◆ **Work instructions**:
Filter the lines below, copying each one that contains the word "platter".

[Some records]
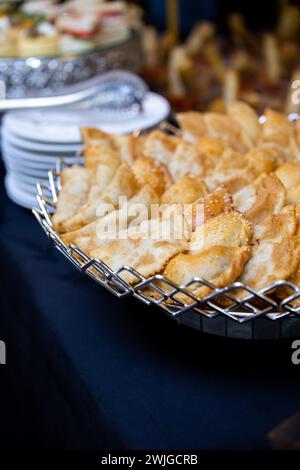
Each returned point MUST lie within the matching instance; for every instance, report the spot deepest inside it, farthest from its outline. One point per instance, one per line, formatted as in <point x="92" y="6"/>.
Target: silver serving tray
<point x="26" y="77"/>
<point x="260" y="315"/>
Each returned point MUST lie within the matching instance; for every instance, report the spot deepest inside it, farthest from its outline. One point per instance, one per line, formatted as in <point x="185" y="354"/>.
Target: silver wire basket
<point x="259" y="315"/>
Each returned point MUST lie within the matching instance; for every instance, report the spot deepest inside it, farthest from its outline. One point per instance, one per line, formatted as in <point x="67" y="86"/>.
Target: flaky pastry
<point x="263" y="197"/>
<point x="185" y="191"/>
<point x="227" y="229"/>
<point x="220" y="265"/>
<point x="153" y="172"/>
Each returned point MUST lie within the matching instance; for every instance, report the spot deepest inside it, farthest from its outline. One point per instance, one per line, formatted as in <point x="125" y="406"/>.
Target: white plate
<point x="18" y="196"/>
<point x="34" y="156"/>
<point x="27" y="179"/>
<point x="11" y="138"/>
<point x="28" y="188"/>
<point x="26" y="171"/>
<point x="63" y="126"/>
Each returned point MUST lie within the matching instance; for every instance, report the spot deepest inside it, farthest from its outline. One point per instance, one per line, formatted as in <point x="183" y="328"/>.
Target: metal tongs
<point x="113" y="93"/>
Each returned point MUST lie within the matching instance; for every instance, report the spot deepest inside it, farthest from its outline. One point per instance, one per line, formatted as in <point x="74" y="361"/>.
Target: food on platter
<point x="208" y="71"/>
<point x="225" y="190"/>
<point x="47" y="27"/>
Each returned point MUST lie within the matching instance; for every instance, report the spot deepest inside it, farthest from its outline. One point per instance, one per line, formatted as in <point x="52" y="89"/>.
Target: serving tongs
<point x="112" y="94"/>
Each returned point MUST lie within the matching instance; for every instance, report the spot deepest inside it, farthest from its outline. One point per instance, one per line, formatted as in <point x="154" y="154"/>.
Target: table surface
<point x="104" y="372"/>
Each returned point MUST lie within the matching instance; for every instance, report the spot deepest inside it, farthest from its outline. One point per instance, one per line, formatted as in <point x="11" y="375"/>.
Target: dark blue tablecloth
<point x="87" y="370"/>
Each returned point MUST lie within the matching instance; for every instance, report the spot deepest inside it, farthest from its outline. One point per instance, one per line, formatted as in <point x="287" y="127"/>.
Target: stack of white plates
<point x="29" y="152"/>
<point x="33" y="141"/>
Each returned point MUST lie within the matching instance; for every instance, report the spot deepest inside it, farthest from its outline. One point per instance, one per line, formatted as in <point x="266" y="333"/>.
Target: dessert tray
<point x="27" y="77"/>
<point x="258" y="315"/>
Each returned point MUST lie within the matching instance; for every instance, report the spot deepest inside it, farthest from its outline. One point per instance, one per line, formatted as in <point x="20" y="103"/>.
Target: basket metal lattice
<point x="262" y="314"/>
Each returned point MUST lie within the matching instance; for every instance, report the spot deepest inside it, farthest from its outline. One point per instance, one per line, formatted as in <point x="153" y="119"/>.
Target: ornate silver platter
<point x="44" y="76"/>
<point x="263" y="314"/>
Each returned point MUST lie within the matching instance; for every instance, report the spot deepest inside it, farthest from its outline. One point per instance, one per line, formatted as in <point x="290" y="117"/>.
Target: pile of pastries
<point x="233" y="179"/>
<point x="46" y="27"/>
<point x="207" y="69"/>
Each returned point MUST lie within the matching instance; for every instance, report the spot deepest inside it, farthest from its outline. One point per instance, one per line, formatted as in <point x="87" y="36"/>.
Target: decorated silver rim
<point x="42" y="76"/>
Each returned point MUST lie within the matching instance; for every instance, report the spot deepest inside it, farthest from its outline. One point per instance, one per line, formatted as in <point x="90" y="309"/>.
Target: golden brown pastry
<point x="276" y="227"/>
<point x="220" y="265"/>
<point x="103" y="230"/>
<point x="263" y="197"/>
<point x="272" y="262"/>
<point x="153" y="172"/>
<point x="227" y="229"/>
<point x="185" y="191"/>
<point x="187" y="159"/>
<point x="207" y="207"/>
<point x="99" y="203"/>
<point x="76" y="182"/>
<point x="148" y="248"/>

◆ **Expected answer**:
Target: food on platter
Target: ornate silver platter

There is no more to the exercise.